- Source extract
* BEGIN *

The global energy sector in 2017 saw the Organization of Petroleum Exporting Countries (OPEC)'s decision to lower oil output, wide-ranging oil price fluctuations, and OPEC's oil cut extension decision to the end of 2018 largely feature on its agenda.
OPEC and non-OPEC oil producing countries agreed to extend their oil production cut for a further nine months to the end of 2018 in November.
On Nov. 30, 2016, OPEC members unanimously agreed during the 173rd Ordinary OPEC meeting and the third OPEC and non-OPEC ministerial meeting in Vienna, to lower oil production by 1.2 million barrels per day (mb/d) down to 32.5 mb/d effective from Jan. 1.
OPEC producers and non-OPEC producing countries led by Russia decided on Nov.30, 2017 that the oil production cap of 1.8 mb/d, which was due to end in March '18, would be extended to the end of December 2018.

* END *

- Material supplied
* BEGIN *

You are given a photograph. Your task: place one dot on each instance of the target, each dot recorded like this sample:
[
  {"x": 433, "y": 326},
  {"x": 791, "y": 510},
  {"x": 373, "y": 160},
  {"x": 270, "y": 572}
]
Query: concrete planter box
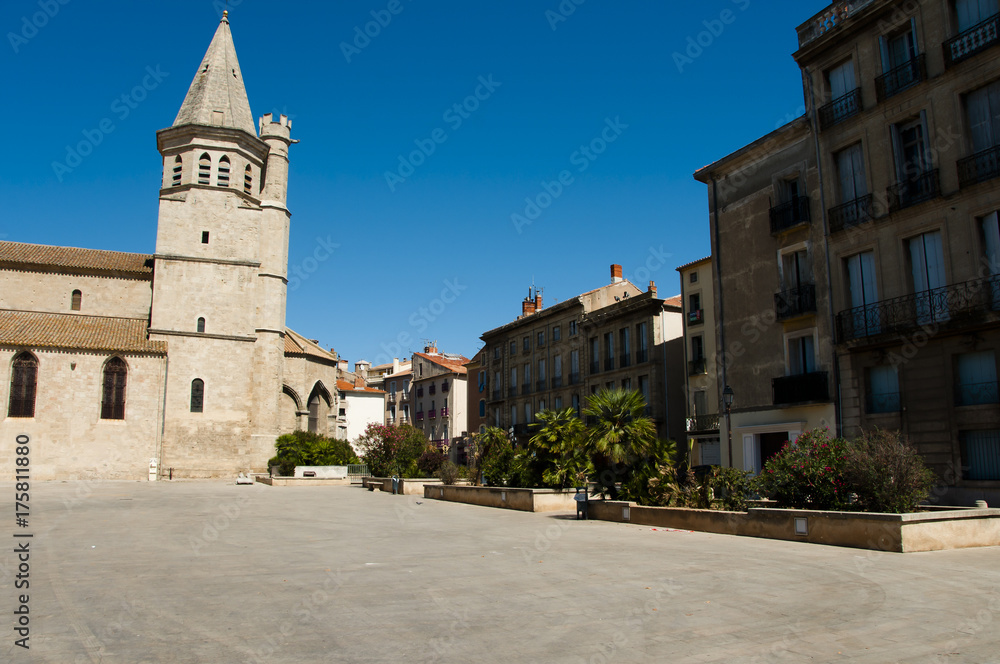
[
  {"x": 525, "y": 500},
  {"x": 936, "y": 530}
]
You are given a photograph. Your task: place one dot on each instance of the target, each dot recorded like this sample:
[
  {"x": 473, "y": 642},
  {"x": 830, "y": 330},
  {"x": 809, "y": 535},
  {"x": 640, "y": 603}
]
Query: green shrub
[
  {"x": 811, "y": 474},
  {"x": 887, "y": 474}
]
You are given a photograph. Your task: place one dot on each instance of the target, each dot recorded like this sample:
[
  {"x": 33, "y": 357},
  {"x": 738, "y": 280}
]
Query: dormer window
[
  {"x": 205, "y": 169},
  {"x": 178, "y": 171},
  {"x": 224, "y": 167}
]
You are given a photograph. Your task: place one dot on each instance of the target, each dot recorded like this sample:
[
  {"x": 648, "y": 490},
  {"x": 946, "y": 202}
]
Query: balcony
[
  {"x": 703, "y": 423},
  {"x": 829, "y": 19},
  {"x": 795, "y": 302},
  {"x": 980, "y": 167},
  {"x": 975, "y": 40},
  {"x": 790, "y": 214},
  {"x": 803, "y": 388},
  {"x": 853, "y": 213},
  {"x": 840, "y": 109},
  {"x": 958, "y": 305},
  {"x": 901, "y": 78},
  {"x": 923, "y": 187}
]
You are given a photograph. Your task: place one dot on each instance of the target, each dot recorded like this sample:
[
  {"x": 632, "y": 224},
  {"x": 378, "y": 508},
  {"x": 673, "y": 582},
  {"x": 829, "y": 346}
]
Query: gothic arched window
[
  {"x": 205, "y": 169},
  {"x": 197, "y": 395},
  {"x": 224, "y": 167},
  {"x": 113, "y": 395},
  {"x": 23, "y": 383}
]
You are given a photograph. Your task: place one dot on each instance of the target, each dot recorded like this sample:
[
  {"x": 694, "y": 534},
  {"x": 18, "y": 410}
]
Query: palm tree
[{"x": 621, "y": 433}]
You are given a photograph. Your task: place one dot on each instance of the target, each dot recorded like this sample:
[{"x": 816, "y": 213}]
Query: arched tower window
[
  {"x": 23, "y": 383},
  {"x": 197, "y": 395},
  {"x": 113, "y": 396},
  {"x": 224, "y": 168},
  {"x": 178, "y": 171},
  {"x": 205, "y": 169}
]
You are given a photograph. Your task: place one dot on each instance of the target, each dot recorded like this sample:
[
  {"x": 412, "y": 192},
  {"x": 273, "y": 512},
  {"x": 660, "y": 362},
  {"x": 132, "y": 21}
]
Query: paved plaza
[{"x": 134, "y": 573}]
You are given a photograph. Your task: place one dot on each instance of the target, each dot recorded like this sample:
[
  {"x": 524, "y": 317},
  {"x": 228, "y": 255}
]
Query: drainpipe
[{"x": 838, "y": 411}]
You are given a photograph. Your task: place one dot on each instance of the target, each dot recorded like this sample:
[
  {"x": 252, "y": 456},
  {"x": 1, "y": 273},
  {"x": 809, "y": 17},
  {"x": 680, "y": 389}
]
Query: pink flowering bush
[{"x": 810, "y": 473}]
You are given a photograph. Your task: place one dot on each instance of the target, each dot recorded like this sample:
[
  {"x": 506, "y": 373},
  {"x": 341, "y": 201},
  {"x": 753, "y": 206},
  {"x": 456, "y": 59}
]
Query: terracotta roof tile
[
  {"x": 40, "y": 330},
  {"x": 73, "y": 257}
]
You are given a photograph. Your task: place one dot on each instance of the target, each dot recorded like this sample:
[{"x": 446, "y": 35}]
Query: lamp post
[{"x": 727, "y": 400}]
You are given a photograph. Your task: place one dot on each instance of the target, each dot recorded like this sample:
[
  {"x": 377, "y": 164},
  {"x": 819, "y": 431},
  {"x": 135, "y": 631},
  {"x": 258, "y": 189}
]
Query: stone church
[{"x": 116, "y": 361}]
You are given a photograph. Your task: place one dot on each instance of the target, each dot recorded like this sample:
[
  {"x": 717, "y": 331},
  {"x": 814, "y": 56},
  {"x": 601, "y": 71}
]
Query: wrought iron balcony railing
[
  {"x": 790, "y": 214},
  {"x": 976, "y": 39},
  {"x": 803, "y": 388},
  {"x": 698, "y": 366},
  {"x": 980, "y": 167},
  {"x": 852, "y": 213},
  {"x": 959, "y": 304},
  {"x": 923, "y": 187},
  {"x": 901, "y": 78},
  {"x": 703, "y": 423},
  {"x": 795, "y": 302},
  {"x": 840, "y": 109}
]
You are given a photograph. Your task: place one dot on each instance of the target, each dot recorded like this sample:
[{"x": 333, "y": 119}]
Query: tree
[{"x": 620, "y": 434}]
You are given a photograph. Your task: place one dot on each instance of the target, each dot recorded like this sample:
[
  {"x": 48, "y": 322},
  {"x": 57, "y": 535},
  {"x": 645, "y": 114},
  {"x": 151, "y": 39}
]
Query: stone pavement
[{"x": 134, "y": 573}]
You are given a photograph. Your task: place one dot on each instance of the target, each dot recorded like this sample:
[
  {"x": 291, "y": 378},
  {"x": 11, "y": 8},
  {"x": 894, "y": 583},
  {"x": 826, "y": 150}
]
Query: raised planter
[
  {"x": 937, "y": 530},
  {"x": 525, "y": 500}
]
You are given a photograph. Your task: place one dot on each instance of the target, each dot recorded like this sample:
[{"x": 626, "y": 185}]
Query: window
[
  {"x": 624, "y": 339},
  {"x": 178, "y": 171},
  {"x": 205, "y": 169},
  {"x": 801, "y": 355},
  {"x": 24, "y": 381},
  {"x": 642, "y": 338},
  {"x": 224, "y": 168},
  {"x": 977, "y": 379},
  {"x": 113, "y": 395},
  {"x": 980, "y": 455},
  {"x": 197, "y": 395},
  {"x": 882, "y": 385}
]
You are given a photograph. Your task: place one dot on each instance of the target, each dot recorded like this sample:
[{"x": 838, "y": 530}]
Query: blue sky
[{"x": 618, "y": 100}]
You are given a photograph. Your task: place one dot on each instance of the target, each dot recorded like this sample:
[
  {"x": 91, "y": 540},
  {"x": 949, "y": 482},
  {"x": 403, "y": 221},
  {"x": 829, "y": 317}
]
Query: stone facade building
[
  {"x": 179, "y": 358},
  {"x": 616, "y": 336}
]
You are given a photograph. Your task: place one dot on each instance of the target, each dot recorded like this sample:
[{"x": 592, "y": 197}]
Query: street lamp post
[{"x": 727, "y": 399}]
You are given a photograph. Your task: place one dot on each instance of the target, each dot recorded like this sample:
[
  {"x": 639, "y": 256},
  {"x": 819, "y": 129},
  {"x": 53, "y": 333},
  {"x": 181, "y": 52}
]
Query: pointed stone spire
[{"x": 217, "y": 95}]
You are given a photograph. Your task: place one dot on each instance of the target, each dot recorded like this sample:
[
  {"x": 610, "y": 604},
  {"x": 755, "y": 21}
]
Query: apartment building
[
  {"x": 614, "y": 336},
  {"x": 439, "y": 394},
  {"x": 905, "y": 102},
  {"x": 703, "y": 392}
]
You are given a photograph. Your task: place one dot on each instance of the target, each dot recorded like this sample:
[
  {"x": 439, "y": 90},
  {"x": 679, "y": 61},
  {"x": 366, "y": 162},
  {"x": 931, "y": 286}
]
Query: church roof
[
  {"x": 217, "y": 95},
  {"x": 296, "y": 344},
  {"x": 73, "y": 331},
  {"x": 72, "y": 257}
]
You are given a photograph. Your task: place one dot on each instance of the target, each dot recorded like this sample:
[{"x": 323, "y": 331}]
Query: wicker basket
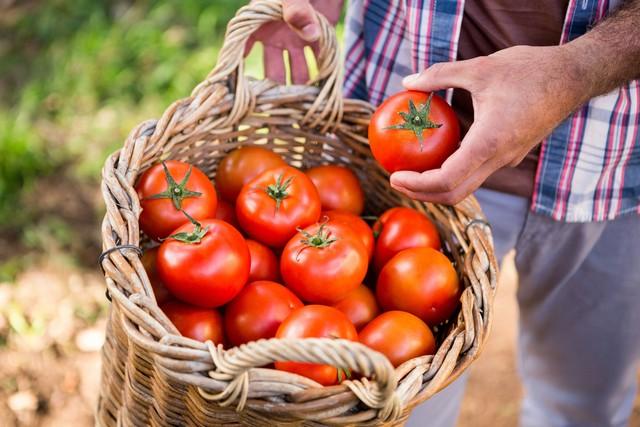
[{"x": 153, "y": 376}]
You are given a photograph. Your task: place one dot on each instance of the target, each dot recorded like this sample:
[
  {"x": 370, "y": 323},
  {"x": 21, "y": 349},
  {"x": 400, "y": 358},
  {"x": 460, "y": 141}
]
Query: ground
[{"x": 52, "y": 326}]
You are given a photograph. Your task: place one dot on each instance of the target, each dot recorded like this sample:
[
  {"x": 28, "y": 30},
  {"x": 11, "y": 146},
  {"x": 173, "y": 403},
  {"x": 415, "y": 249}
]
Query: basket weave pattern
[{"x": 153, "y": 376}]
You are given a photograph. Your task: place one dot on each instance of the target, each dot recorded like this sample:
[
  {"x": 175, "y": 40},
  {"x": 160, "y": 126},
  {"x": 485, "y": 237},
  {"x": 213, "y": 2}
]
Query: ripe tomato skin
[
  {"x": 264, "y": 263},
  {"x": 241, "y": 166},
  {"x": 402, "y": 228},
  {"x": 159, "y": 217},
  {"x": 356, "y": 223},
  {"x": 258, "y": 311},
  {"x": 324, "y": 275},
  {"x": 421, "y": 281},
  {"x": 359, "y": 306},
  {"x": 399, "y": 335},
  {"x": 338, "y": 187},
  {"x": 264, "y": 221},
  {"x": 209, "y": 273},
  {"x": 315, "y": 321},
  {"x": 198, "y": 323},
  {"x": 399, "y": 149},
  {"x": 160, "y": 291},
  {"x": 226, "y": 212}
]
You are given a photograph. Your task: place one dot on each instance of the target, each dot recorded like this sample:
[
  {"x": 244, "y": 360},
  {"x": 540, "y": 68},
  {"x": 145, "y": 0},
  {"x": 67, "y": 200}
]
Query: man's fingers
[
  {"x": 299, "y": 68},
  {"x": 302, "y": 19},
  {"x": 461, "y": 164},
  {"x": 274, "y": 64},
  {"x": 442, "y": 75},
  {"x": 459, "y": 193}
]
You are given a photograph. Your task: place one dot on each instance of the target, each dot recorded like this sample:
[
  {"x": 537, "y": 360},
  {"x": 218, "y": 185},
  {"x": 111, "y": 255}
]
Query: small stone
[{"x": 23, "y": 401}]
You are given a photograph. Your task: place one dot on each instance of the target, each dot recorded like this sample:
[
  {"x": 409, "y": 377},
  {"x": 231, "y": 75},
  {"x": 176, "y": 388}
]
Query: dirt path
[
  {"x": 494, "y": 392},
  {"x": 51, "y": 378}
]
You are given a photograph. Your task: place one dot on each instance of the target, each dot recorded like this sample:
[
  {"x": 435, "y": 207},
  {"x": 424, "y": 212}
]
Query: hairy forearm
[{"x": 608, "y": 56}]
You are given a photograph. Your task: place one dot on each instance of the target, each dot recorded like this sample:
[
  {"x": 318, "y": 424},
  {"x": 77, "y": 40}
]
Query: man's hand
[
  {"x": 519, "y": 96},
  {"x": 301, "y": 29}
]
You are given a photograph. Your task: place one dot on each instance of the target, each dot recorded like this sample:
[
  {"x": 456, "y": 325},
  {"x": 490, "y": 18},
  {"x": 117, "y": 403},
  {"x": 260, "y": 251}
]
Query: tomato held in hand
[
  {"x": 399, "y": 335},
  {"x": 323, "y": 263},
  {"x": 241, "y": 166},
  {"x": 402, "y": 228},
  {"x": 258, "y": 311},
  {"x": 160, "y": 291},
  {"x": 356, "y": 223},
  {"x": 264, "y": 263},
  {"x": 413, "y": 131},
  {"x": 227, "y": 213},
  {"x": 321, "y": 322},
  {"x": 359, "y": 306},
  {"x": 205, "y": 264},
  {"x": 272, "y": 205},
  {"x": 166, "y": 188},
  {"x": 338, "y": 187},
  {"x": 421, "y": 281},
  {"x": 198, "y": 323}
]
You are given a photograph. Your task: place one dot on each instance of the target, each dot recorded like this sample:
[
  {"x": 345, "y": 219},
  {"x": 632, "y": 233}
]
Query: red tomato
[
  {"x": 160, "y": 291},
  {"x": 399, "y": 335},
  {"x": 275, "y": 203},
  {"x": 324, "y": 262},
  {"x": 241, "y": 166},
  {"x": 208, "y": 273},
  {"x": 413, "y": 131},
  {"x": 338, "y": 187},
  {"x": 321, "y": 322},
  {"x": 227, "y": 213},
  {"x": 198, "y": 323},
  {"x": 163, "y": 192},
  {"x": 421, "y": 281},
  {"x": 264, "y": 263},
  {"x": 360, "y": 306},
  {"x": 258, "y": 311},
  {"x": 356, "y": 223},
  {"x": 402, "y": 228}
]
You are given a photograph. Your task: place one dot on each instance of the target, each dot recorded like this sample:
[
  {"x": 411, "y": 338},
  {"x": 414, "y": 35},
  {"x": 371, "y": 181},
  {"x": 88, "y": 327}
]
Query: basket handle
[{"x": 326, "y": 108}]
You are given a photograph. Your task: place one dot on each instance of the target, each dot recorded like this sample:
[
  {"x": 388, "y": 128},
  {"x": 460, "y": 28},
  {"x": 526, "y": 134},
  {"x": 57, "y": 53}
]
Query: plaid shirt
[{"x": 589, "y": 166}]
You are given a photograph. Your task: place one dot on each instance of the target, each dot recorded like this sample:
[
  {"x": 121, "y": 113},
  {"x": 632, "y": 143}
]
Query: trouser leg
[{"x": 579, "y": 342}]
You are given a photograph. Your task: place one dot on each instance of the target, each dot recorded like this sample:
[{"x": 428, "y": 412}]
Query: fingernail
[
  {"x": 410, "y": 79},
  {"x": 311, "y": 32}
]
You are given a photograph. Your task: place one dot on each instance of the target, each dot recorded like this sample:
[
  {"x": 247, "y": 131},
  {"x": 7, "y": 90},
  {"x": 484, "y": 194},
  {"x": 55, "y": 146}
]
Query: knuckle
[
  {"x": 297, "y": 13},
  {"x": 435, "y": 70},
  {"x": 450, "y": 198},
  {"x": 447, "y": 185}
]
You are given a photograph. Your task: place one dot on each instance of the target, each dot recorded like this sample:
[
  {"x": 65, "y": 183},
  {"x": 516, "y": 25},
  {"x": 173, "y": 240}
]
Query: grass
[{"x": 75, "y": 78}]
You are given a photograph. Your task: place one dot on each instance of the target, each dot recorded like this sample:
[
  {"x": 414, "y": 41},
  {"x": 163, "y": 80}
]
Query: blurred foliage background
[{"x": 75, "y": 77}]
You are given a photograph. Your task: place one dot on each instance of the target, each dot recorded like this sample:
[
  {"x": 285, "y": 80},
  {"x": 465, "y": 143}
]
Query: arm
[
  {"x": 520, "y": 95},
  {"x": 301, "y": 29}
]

* END *

- To-do list
[1] Answer from the OPEC text:
(a) By how much did OPEC members agree on Nov. 30, 2016 to lower oil production?
(b) In which city was that meeting held?
(c) Which country led the non-OPEC producers in the Nov. 30, 2017 decision?
[2] Count the lines of the listing that contain the string "building", treating case as significant, and give only the number.
The OPEC text and the listing come from unrelated sources.

- Results by task
[1]
(a) By 1.2 million barrels per day (mb/d), down to 32.5 mb/d.
(b) Vienna.
(c) Russia.

[2] 2